◆ ТЕКСТ
КАК Я ДО ЭТОГО ДОШЕЛ?

17.05.2013 Gradus Pro

 

Иногда вы оказываетесь в необычном положении. Все вокруг вас развивается как бы само собой. Все происходит естественным образом, и вы никак не можете на это повлиять. И когда уже нет никакого пути назад, вы оглядываетесь вокруг, приходите в удивление и спрашиваете себя:

КАК Я ДО ЭТОГО ДОШЕЛ?

Я задумался над этим в первый раз, когда сидел на окраине села Ионча в середине апреля 1991 года.

Скорее всего, именно это место и время стали для меня реальной точкой невозврата. Если кто не понимает, то по-английски это звучит более точно – point of no return. Не потому что по-английски удобней, а потому что прокурор района отказывался ехать в это село.
И потому я там и завис.

Это было давно и казалось легкой задачей, поскольку был жив строго структурированный и жестко иерархический Советский Союз. Я должен был вывезти из села тело убитого при пока тогда еще не выясненных обстоятельствах местного старика. А поскольку это был еще Советский Союз (повторяю специально для тех, кто полагает, что межнациональные войны начались именно с распадом СССР, а до этого все было тишь да благодать, и вот тут сволочи Союз развалили), то прокурор района обязан был оформить «изъятие». А он боялся ехать в это село Ионча, хотя должен был произвести следственные действия, забрать тело и подтвердить все это документами. Как тогда полагалось по всем инструкциям и полагается, кстати, до сих пор. Статья 105, часть 2. Умышленное убийство с отягчающими обстоятельствами. И, между прочим, без этого тогда и похоронить старика было нельзя, поскольку надо было производить следственные действия, в том числе снятие отпечатков пальцев и, прости Господи, вскрытие. Впоследствии все это посчитали ненужным за отсутствием времени и технических возможностей.

Но он именно боялся.

Прокурор был хороший парень, если смотреть по тем временам, ведь прокурор района в Закавказье на закате СССР – очень уж солидная должность, чтобы быть таким уж серым и боязливым. Именно потому я и не помню его фамилию. Он ничем не выделялся из толпы. Маленького роста, простенькое пальто «Москвашвея». Короткие руки. Пожал на прощанье — как навсегда. И я больше его никогда не видел, хотя он, наверное, и не это имел в виду. Я помню, как он провожал нас на площади в Знауре – ему не хватало только белого платочка, чтобы помахать нам им вслед. Говорят, он сбежал в Россию, когда начались ракетные обстрелы.

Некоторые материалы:

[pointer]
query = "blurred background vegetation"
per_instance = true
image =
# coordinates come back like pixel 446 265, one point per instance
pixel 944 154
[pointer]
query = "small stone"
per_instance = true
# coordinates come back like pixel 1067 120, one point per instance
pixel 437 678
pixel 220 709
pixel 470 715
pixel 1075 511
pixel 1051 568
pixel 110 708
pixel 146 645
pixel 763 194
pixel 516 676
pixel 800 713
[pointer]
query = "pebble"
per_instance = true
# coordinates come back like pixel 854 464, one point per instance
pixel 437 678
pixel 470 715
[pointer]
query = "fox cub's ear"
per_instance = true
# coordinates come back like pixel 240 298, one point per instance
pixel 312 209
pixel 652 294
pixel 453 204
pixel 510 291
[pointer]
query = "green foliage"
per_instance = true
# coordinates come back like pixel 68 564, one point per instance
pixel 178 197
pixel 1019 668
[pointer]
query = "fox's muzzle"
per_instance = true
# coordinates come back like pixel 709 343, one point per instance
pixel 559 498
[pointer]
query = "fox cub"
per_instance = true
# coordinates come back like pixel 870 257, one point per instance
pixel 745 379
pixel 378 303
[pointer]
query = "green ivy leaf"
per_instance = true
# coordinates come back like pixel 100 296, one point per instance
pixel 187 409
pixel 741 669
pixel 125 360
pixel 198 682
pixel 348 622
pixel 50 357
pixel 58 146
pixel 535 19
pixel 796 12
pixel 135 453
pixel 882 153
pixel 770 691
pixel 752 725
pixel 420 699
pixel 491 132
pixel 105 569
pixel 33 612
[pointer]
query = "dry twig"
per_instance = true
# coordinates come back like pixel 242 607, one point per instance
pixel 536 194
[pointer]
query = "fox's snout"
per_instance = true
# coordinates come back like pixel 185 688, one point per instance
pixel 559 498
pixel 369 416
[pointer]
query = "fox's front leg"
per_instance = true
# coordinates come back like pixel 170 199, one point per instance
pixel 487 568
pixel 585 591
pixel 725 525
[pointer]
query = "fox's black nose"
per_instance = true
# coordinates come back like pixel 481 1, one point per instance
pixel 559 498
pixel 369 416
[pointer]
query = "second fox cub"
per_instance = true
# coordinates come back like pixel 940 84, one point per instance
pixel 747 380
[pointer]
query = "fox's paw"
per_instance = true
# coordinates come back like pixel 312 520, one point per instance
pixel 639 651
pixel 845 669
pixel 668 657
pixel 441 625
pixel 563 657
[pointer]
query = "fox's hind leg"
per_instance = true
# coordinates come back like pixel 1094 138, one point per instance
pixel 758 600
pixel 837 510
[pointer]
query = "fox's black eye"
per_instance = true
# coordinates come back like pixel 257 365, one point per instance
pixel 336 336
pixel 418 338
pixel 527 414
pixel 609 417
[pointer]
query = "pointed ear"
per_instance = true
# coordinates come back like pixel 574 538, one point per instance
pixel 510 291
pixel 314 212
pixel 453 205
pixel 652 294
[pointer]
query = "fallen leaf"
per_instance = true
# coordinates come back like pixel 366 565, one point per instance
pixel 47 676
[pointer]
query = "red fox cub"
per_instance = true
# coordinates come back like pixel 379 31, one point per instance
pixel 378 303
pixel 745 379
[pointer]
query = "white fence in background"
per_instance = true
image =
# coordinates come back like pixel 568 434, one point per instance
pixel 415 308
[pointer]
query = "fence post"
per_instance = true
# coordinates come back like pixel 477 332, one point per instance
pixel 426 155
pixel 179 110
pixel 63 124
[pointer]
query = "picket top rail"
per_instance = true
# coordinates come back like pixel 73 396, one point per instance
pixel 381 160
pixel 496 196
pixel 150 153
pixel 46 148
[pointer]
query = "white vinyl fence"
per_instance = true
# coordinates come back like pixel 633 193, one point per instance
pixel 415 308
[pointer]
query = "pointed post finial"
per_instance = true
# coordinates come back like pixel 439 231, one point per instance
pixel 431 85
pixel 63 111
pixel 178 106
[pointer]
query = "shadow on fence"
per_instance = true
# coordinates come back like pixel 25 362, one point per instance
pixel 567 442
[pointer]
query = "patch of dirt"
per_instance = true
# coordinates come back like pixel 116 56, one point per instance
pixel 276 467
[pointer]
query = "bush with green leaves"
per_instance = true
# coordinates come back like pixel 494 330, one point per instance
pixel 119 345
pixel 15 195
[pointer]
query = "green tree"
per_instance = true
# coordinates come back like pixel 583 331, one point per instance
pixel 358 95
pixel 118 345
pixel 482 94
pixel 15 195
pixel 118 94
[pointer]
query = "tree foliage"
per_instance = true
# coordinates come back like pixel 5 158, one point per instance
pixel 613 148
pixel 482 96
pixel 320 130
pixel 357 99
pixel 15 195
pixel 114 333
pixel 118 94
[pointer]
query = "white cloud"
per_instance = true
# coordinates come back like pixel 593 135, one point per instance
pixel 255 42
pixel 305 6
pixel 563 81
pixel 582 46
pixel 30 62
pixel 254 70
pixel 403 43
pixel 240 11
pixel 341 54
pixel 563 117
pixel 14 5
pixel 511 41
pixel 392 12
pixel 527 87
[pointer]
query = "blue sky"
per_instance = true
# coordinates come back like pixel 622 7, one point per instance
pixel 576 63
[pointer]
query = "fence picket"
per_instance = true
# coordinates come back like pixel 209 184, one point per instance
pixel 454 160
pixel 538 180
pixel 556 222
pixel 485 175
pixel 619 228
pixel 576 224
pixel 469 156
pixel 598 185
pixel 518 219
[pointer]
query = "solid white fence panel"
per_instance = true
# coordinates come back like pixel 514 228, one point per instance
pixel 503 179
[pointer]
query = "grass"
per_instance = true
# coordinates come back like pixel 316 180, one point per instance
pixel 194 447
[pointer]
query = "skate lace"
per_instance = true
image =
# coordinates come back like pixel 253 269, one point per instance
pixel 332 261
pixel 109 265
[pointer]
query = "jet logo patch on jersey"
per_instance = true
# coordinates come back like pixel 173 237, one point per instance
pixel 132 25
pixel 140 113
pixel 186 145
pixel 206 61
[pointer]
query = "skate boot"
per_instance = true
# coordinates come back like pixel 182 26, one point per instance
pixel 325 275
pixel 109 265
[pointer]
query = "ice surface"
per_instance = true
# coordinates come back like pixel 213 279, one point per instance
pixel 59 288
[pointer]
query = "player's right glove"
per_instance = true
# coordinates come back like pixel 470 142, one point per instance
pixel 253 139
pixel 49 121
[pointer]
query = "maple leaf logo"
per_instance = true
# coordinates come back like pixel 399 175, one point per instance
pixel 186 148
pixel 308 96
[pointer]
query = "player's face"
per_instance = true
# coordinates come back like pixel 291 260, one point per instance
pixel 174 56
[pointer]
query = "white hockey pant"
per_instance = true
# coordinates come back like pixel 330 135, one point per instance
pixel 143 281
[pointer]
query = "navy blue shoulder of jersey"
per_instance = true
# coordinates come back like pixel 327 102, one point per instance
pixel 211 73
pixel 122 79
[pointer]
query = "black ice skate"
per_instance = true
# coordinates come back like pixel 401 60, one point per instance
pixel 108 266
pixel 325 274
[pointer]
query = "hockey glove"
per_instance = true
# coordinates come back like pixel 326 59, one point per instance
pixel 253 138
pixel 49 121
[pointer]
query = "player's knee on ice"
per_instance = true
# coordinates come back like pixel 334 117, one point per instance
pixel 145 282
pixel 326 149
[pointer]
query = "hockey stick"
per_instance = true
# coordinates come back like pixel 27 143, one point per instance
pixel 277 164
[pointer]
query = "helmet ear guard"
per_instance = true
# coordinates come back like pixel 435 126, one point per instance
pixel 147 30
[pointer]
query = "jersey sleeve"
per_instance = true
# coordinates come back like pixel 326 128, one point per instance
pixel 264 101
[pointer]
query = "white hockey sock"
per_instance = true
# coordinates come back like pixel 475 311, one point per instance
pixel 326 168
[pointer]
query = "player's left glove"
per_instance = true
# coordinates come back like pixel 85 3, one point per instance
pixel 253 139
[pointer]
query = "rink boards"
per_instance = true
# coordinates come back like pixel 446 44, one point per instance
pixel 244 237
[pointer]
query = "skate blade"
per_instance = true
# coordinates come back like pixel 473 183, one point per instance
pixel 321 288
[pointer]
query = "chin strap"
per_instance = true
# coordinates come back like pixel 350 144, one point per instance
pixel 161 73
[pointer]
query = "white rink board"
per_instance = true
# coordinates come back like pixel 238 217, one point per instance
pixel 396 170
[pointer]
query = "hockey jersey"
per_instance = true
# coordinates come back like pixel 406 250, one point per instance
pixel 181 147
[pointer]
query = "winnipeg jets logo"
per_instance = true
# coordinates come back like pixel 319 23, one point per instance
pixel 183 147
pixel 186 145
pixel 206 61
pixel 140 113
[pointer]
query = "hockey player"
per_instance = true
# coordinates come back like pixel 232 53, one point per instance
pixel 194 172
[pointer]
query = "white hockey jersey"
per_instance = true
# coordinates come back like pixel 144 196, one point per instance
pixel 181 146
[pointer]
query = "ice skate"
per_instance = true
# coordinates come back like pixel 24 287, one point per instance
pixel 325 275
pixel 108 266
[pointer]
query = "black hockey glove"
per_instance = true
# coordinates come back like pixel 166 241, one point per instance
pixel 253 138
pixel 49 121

◆ ЗАДАНИЕ
Выпишите, пожалуйста, дословно отрывок текста от слов «17.05.2013 Gradus Pro» до слов «в это село.».

◆ ПИСЬМЕННЫЙ ОТВЕТ
17.05.2013 Gradus Pro

 

Иногда вы оказываетесь в необычном положении. Все вокруг вас развивается как бы само собой. Все происходит естественным образом, и вы никак не можете на это повлиять. И когда уже нет никакого пути назад, вы оглядываетесь вокруг, приходите в удивление и спрашиваете себя:

КАК Я ДО ЭТОГО ДОШЕЛ?

Я задумался над этим в первый раз, когда сидел на окраине села Ионча в середине апреля 1991 года.

Скорее всего, именно это место и время стали для меня реальной точкой невозврата. Если кто не понимает, то по-английски это звучит более точно – point of no return. Не потому что по-английски удобней, а потому что прокурор района отказывался ехать в это село.